◆ 提示文
--

ちくわのような人生

 


ときどき、コブわりをつくる。

お酒というのみものが、なんとかご飯の一部になじまないか・・・

酒好きの欲によるものでしかない飲み物になる。

お吸い物と、お酒の間のような。

甘くてイノシン酸が入った、安い梅漬けを入れる

居酒屋的な梅割りにヒントを得たものだった。

安っぽい梅割を飲んでいると、舌が壊れそうになるし

味も香りも梅とは全然違うし、他の料理の味が分からなくなる。

 

こりゃーいかんな。

でも、酒ザケしい飲み物でもなく

温まりながらほっこりと料理を味わえる

優しいサケを飲み続けたい。

 

南国には、暖房がないのである。

必要な日が、数えるほどしかないから買う勇気がない。

温かい飲み物で暖をとりながら食べる食事はなかなかだ。

 

コツは熱くないとコブ出汁が出ないので、お湯割りでなく

チンして熱かんにするのがよい。

--

◆ 提供データ
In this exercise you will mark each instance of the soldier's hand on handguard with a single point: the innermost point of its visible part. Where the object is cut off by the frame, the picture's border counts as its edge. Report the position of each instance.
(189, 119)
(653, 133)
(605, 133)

--

◆ 設問
提示文の「お酒というのみものが、なんとかご飯の一部になじまないか・・・」から「味も香りも梅とは全然違うし、他の料理の味が分からなくなる。」までを、「お吸い物」を「スープ」に変えて示してください。 本資料は、別の出典から取得したものです。

◆ 本問の解答
お酒というのみものが、なんとかご飯の一部になじまないか・・・

酒好きの欲によるものでしかない飲み物になる。

スープと、お酒の間のような。

甘くてイノシン酸が入った、安い梅漬けを入れる

居酒屋的な梅割りにヒントを得たものだった。

安っぽい梅割を飲んでいると、舌が壊れそうになるし

味も香りも梅とは全然違うし、他の料理の味が分からなくなる。